- [Text passage]:
□ □ □ □ □ □ □

In my opinion i think sex should be taught both at home and in schools, because, i dont want my son learning about sex on the streets, we inform him of the right information


----------



## turnera

vthomeschoolmom said:


> I don't really understand the reticence to talk about sex. My 10 and 7 year old know as much as they have been interested in asking about. We have a copy of "It's So Amazing" lying around the house. My son started asking about it after a Star Trek movie in which Auhura was attempting to lure guards away from her post with her nearly naked form.
> 
> The other day we were careless and did not have the door locked in the am. It was earlier than the kids would normally be up. DS came in, saw us, left. He asked DH gee I guess that is really none of my business, huh? For me to ask about? DH got kinda flustered. I said, well I think you know what that was, right? He said you were having sex? I said yes. I asked if he had any questions...
> 
> drum roll please...
> 
> Wasn't Dad heavy?
> 
> Out of the mouths of babes.


 :rofl:


----------



## AWife

misspuppy said:


> We also did tell my son that IF he did get a girl Pregnant, that we would support him 100% and *IF* the girls parents were not supportive, we would allow him and the girl to move in with us. BUT we dont have to worry about that just yet...


While my kids know I would be there for them no matter what and no matter how badly they messed up. I don't make it sound like I would make it easy or even tolerable for them.

I told my boys if they got a girl pregnant prior to being 18 I would have to kill them and that I really didn't want to do that. They laughed. I told them no, I'm serious. It makes perfect sense and I explained that if they're under 18 I could be responsible for their child support. If they are dead the child support comes from social secuirty and I get to just enjoy the grandbaby! 

They knew I was kidding. They knew they could always come to me and, while I would have done what I could to help them accept the consequences and responsibility, they never would have thought I would make it easy for them.


----------



## misspuppy

AWife said:


> While my kids know I would be there for them no matter what and no matter how badly they messed up. I don't make it sound like I would make it easy or even tolerable for them.
> 
> I told my boys if they got a girl pregnant prior to being 18 I would have to kill them and that I really didn't want to do that. They laughed. I told them no, I'm serious. It makes perfect sense and I explained that if they're under 18 I could be responsible for their child support. If they are dead the child support comes from social secuirty and I get to just enjoy the grandbaby!

□ □ □ □ □ □ □

(Collected data entries)
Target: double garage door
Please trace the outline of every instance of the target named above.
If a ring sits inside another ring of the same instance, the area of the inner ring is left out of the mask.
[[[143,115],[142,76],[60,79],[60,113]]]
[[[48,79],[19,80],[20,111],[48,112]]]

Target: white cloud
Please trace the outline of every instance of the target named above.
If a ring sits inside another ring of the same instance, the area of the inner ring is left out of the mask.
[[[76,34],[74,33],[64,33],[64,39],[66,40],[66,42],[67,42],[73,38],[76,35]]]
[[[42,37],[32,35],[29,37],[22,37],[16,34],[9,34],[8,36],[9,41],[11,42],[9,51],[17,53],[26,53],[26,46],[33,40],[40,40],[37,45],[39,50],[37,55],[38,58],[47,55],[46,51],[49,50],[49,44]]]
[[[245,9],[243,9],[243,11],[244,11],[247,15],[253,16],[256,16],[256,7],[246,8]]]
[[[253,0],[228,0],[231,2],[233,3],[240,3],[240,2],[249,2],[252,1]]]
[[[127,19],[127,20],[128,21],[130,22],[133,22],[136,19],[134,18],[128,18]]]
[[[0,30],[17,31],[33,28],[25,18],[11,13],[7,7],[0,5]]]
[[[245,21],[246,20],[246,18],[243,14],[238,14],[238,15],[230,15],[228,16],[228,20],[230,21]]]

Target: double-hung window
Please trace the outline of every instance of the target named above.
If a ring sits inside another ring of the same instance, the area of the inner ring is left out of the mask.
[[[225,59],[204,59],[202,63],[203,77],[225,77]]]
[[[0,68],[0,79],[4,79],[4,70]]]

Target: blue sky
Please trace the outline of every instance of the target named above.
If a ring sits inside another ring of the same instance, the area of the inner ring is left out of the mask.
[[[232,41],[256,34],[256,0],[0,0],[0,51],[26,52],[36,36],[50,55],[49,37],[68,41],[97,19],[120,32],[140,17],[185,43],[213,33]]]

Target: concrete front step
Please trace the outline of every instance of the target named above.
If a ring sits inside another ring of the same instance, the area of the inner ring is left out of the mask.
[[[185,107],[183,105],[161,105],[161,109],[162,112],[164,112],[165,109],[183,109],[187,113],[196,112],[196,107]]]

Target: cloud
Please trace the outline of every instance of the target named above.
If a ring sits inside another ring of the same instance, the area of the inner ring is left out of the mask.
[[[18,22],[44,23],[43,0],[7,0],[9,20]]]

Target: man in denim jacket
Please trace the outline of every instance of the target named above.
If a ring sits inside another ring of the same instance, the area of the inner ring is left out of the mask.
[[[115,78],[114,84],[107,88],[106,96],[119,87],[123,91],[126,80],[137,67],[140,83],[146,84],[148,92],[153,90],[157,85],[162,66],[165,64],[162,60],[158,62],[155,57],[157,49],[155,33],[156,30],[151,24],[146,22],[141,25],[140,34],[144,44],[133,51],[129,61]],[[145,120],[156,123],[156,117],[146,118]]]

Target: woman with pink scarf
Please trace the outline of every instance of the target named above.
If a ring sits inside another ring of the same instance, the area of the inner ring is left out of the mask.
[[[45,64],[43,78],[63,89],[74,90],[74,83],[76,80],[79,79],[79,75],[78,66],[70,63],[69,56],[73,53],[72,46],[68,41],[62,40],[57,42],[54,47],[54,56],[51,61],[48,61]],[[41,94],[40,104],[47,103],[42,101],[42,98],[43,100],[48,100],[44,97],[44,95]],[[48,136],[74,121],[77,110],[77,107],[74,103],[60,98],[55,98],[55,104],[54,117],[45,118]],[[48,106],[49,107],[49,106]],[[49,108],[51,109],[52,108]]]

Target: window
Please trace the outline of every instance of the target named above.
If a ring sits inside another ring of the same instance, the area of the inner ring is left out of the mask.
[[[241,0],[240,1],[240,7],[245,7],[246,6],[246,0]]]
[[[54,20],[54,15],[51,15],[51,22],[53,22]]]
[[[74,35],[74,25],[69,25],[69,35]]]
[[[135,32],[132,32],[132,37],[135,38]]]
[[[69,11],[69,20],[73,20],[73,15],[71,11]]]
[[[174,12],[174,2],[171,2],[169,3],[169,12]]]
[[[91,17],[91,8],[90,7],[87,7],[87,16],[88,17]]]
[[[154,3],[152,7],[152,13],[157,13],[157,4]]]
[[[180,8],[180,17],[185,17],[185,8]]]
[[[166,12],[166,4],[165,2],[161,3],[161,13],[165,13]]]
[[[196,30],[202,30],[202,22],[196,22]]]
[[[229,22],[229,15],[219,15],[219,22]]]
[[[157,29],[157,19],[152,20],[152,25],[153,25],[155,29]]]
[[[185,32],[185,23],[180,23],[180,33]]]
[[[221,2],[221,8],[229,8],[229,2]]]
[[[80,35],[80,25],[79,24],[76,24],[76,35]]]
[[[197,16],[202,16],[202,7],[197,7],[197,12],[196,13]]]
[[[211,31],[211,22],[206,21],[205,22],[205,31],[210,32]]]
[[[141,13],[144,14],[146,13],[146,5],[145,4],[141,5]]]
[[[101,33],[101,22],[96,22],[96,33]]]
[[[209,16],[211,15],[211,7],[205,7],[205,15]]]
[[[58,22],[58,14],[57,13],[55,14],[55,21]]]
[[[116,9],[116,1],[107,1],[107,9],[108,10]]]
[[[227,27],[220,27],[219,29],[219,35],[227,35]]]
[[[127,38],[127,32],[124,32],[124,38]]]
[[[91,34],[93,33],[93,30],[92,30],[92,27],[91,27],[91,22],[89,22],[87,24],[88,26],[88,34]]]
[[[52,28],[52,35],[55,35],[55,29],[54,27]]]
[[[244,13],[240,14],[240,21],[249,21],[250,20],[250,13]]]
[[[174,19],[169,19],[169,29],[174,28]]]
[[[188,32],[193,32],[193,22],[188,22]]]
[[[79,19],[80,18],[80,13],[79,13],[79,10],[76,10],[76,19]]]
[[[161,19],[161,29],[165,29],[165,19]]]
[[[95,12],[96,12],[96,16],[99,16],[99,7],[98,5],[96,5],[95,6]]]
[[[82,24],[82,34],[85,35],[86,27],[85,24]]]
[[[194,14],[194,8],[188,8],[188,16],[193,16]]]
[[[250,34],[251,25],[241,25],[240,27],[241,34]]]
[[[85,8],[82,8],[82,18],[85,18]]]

□ □ □ □ □ □ □

- [Problem to solve]: Rewrite the part of the parenting thread starting at "In my opinion" and ending at "nearly naked form.", changing "movie" to "film".

- [Solution to this exercise]:
In my opinion i think sex should be taught both at home and in schools, because, i dont want my son learning about sex on the streets, we inform him of the right information


----------



## turnera

vthomeschoolmom said:


> I don't really understand the reticence to talk about sex. My 10 and 7 year old know as much as they have been interested in asking about. We have a copy of "It's So Amazing" lying around the house. My son started asking about it after a Star Trek film in which Auhura was attempting to lure guards away from her post with her nearly naked form.